* [EXERCICE ÉCRIT A]
Relevez tous les noms propres qui figurent dans l'extrait sur le travail des enfants.

* [EXTRAIT CHOISI]
* * * * *

Page réalisée à partir du travail de Sophie Gillet

Introduction

Définition : Travail des enfants = utilisation et exploitation d’une main d’œuvre enfantine dans le processus productif.

L’emploi des enfants, courant dans l’ensemble des sociétés préindustrielles, et qui a perduré jusque vers les années trente dans de nombreux pays industriels dits avancés, tant en Europe qu’aux États-Unis, a peu à peu régressé, sous le poids des impératifs d’ordre social qui se sont imposés à chaque étape du développement de nos sociétés. L’absence de séparation entre la cellule domestique et l’ensemble des activités économiques, qu’on observe dans les sociétés préindustrielles, se traduit par l’utilisation généralisée d’une main-d’œuvre enfantine. L’économie est alors essentiellement rurale. Le machinisme n’étant pas encore intervenu afin de réduire la pénibilité du travail, la succession de crises agricoles constitue une menace permanente pour la survie même de millions de ruraux. L’enfant est alors une force de travail comme une autre : sa participation aux travaux des champs n’est point conçue comme une exploitation, mais bien comme une chance supplémentaire d’assurer sa subsistance.

* * * * *

* [DONNÉES BRUTES]
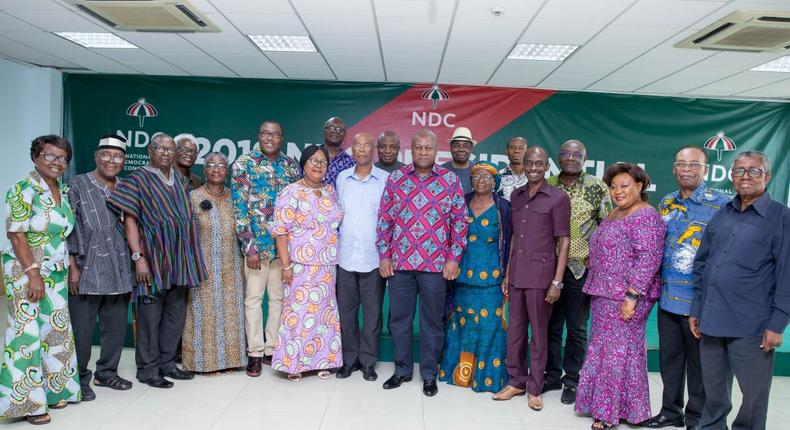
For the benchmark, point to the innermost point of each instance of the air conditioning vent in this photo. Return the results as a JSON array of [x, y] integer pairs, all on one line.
[[744, 31], [148, 15]]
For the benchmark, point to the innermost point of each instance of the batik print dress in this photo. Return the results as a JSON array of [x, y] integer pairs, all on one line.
[[39, 366]]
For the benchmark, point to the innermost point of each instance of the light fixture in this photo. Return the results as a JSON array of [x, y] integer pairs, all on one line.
[[541, 52], [781, 64], [96, 40], [268, 42]]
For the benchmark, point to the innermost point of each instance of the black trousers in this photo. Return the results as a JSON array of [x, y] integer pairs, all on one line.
[[112, 311], [572, 310], [679, 356], [355, 289], [723, 357], [159, 329], [403, 290]]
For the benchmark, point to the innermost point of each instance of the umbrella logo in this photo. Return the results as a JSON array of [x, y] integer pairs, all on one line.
[[142, 109], [435, 94], [719, 143]]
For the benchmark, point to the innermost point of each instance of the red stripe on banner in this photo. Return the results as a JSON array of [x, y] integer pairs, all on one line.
[[484, 110]]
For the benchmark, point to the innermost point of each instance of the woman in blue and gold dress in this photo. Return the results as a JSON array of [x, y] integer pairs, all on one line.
[[475, 342]]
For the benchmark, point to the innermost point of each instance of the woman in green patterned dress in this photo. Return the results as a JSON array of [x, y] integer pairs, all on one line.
[[39, 365]]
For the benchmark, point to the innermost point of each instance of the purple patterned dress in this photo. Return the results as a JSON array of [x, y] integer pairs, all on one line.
[[613, 381], [309, 335]]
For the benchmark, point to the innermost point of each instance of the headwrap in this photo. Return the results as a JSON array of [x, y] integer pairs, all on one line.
[[485, 165], [309, 152]]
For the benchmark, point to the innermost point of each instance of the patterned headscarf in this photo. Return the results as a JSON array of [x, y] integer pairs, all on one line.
[[485, 165]]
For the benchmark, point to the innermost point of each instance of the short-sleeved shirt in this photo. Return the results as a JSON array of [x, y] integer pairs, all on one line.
[[537, 222]]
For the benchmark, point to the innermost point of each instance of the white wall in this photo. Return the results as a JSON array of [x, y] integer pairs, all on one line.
[[31, 104]]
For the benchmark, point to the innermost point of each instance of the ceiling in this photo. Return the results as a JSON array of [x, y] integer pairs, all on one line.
[[626, 45]]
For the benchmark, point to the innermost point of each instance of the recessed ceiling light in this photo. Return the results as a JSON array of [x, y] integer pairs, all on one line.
[[268, 42], [541, 52], [781, 64], [96, 40]]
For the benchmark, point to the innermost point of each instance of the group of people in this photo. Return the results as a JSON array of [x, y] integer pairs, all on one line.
[[505, 264]]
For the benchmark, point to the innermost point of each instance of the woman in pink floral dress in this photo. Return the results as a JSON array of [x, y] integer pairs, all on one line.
[[625, 254], [305, 222]]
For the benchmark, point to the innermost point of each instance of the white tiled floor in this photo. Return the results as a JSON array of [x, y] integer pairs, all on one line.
[[235, 401]]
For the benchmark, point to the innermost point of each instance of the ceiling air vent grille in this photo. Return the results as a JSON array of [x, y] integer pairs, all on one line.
[[148, 15], [744, 30]]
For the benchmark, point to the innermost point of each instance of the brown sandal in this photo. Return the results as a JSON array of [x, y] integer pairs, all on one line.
[[38, 420]]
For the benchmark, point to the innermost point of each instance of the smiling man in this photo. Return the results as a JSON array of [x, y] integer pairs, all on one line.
[[742, 296]]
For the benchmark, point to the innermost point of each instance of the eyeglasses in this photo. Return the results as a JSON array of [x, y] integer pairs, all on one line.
[[572, 154], [688, 166], [115, 158], [318, 163], [267, 133], [753, 172], [163, 150]]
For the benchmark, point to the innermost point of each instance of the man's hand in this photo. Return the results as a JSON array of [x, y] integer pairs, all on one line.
[[451, 271], [694, 327], [771, 340], [385, 268]]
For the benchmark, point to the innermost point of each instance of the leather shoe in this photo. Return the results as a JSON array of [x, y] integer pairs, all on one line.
[[157, 382], [395, 381], [660, 421], [568, 396], [87, 393], [178, 375], [369, 373], [346, 370], [429, 387]]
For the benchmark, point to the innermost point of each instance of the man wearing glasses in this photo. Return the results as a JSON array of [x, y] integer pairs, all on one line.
[[186, 154], [590, 204], [339, 160], [257, 178], [686, 212], [742, 296]]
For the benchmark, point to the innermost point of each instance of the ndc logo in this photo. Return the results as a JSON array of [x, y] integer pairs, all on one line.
[[142, 109]]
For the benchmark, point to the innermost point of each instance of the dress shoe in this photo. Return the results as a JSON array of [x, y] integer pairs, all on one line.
[[178, 374], [429, 387], [157, 382], [395, 381], [87, 393], [660, 421], [346, 370], [568, 396], [254, 366], [369, 373], [551, 386]]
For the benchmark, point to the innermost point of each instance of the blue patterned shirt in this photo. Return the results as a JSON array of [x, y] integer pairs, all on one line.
[[686, 220]]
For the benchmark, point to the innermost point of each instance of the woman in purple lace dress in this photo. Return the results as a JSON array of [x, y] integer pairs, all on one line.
[[625, 255]]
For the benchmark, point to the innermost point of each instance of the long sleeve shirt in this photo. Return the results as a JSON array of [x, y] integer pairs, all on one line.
[[742, 270], [422, 220]]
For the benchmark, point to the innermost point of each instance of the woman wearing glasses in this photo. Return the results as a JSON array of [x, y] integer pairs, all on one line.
[[475, 344], [214, 331], [39, 368], [305, 226]]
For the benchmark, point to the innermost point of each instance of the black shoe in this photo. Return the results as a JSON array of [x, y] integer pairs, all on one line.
[[346, 370], [369, 373], [568, 396], [429, 387], [157, 382], [87, 393], [395, 381], [178, 374], [660, 421], [551, 386]]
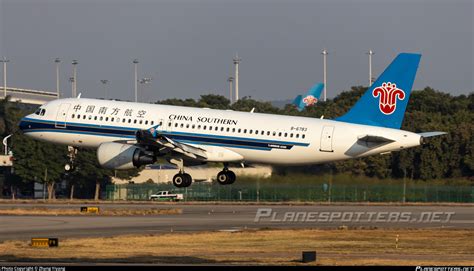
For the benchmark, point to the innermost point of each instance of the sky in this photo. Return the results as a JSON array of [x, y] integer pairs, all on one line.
[[186, 47]]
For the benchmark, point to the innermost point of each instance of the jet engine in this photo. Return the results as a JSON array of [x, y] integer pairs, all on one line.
[[123, 156]]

* * * * *

* [EXERCICE ÉCRIT B]
Convertissez en liste JSON de chaînes les lignes des données brutes qui vont de celle contenant « the ceiling air » jusqu'à celle contenant « [[142, 109]] », ces deux lignes comprises, à raison d'une chaîne par ligne et sans les lignes vides.

* [CORRIGÉ A]
Sophie Gillet, Europe, États-Unis

* [CORRIGÉ B]
[
  "For the benchmark, point to the innermost point of each instance of the ceiling air vent grille in this photo. Return the results as a JSON array of [x, y] integer pairs, all on one line.",
  "[[148, 15], [744, 30]]",
  "For the benchmark, point to the innermost point of each instance of the brown sandal in this photo. Return the results as a JSON array of [x, y] integer pairs, all on one line.",
  "[[38, 420]]",
  "For the benchmark, point to the innermost point of each instance of the smiling man in this photo. Return the results as a JSON array of [x, y] integer pairs, all on one line.",
  "[[742, 296]]",
  "For the benchmark, point to the innermost point of each instance of the eyeglasses in this photo. Return the results as a JSON array of [x, y] integer pairs, all on one line.",
  "[[572, 154], [688, 166], [115, 158], [318, 163], [267, 133], [753, 172], [163, 150]]",
  "For the benchmark, point to the innermost point of each instance of the man's hand in this photo. Return the results as a JSON array of [x, y] integer pairs, all on one line.",
  "[[451, 271], [694, 327], [771, 340], [385, 268]]",
  "For the benchmark, point to the innermost point of each instance of the leather shoe in this photo. Return the results as a JSON array of [x, y] integer pairs, all on one line.",
  "[[157, 382], [395, 381], [660, 421], [568, 396], [87, 393], [178, 375], [369, 373], [346, 370], [429, 387]]",
  "For the benchmark, point to the innermost point of each instance of the man wearing glasses in this photo. Return the results as a JSON array of [x, y] integer pairs, all on one line.",
  "[[186, 154], [590, 204], [339, 160], [257, 178], [686, 212], [742, 296]]",
  "For the benchmark, point to the innermost point of each instance of the ndc logo in this photo. Return the results as a JSON array of [x, y] integer pairs, all on one line.",
  "[[142, 109]]"
]